Things to do:
1. Write down the passage of the book review starting at "The absence of" and ending at "and caviar. Elegant.", keeping every word as it appears.
2. Continue the review of the book *Helen* from the point where the text stops.

The absence of an index or a bibliography was a major annoyance to me in reading this work. You just have to plow through the notes and appendix to find the author's sources - whether he has read Marija Gumbutas or Gerda Lerner or Rene Eisler or Merle Stone. And you can't look up words or place names. Much of the material in the notes could, I think, have been incorporated into the text so that the reader doesn't have to keep flipping back and forth from notes to text. Also, the beginning chapter was verbose and repetitive compared to what follows. But all that aside, *Helen* is a splendid and scholarly book worthy of being read and reread, mainly for its psychological depth and sophisticated scholarship. It's like champagne and caviar. Elegant.

Drawing on a vast and impressive classical base, Meagher explores the question of Helen and by extension of Pandora, Ariadne, Aphrodite, Eve and Mary - in other words - all the goddesses and mortals who epitomize womankind. They are woman's "eikon" or "eidos", not individuals. Moreover, they are men's projection of womankind, not the reality.

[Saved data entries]
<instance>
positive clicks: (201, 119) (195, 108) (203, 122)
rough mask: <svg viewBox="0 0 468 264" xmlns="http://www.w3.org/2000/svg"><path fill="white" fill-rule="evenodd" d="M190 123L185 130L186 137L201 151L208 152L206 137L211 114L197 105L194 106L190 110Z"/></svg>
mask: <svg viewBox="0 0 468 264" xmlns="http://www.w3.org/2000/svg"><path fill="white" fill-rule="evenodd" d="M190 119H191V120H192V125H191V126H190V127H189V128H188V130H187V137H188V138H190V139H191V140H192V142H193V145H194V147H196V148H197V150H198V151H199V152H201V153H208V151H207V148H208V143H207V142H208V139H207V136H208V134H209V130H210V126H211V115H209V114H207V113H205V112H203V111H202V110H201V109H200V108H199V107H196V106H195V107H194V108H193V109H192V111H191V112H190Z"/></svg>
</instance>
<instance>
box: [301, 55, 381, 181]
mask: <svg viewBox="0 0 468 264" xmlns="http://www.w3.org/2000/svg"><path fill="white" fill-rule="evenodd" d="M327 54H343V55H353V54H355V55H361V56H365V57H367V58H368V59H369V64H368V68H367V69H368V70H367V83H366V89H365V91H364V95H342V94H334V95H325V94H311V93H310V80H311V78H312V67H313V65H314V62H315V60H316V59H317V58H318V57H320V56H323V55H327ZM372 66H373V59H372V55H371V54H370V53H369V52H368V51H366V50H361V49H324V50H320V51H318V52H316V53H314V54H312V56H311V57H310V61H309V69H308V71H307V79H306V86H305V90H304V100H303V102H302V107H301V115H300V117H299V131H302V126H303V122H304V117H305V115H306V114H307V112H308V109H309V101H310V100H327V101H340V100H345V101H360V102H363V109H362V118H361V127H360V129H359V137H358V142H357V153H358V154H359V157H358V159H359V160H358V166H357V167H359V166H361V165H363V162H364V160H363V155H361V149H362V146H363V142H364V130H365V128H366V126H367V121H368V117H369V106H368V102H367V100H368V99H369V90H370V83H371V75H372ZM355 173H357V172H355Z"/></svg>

Answers for the exercise:
1.
The absence of an index or a bibliography was a major annoyance to me in reading this work. You just have to plow through the notes and appendix to find the author's sources - whether he has read Marija Gumbutas or Gerda Lerner or Rene Eisler or Merle Stone. And you can't look up words or place names. Much of the material in the notes could, I think, have been incorporated into the text so that the reader doesn't have to keep flipping back and forth from notes to text. Also, the beginning chapter was verbose and repetitive compared to what follows. But all that aside, *Helen* is a splendid and scholarly book worthy of being read and reread, mainly for its psychological depth and sophisticated scholarship. It's like champagne and caviar. Elegant.

2.
Meagher doesn't spend much time on sociological answers to the problem of misogyny such as that males stamped out the goddess religion so that they could take over the property owned by females (as Merlin Stone has charged in *When God Was a Woman*) or that virulent gender persecution was due to left-brain unbalance brought on by literacy (as Leonard Shlain has suggested in *The Alphabet vs. the Goddess*) or even that misogyny is a reflection of man's jealousy of woman's procreative powers as numerous scholars have declared. Instead, he explores the deep psychological depths of man's hatred for woman through the centuries and comes up with man's experience of powerlessness over his desire. Desire turns to hate and rage over that powerlessness until he wants to control and punish the object of his desire. That is why, in his mind, the victim (woman) is always to blame. "Constitutionally out of control, [man's] thirst for control is seemingly insatiable." Love and war are eternally linked. "Kredemna" in Greek means both a city's battlements and women's veils and eros has thanatos as an overtone.

Meagher draws on history, literature, and archeology to make his case that Helen and all her sisters throughout time have gotten a raw deal. Helen was just part of the process of simultaneously deifying and demoninzing woman. She was "sundered, disempowered and eroticized."

In his conclusion, Meagher says that "...when history is murdered and the past is forgotten, a great many things are lost. This volume has focused on two: the humanity and the divinity of woman." I believe that anybody interested in the subject will want to read this book.